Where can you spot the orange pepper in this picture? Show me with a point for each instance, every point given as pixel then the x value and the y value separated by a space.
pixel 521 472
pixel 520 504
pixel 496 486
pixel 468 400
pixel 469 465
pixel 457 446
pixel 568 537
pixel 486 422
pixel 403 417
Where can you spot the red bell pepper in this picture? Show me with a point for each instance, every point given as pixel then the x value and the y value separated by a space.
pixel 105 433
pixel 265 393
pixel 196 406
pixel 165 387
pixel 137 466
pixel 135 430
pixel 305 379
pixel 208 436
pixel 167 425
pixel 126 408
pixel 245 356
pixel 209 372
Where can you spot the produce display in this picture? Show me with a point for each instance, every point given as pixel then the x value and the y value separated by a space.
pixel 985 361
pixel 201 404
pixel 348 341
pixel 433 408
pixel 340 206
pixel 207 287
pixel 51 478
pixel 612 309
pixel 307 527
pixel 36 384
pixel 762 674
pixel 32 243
○ ○ ○ ○ ○ ○ ○
**Short task**
Reproduce the entire listing above, switching "this picture" to "this image" wherever it occurs and leaving all other text unchanged.

**Exercise output**
Where can you spot the orange pepper in this image? Show me with a point for each instance, every point given as pixel then the x value and the y value separated by a space.
pixel 521 472
pixel 520 504
pixel 496 486
pixel 468 400
pixel 469 465
pixel 457 446
pixel 568 537
pixel 486 422
pixel 403 417
Where can you spot the red bell pepper in this image? Show me with a point for each instance, every point given as pixel then the x value and the y value separated by a space.
pixel 105 433
pixel 265 393
pixel 196 406
pixel 165 387
pixel 137 466
pixel 135 430
pixel 305 379
pixel 208 436
pixel 167 425
pixel 126 408
pixel 245 356
pixel 209 372
Where can you spot the produce display in this image? Show me with a point for each instance, every point given as pixel then the x value and the y value separated by a space.
pixel 985 361
pixel 201 404
pixel 348 341
pixel 433 408
pixel 340 206
pixel 207 287
pixel 51 478
pixel 612 309
pixel 307 527
pixel 36 384
pixel 762 674
pixel 32 243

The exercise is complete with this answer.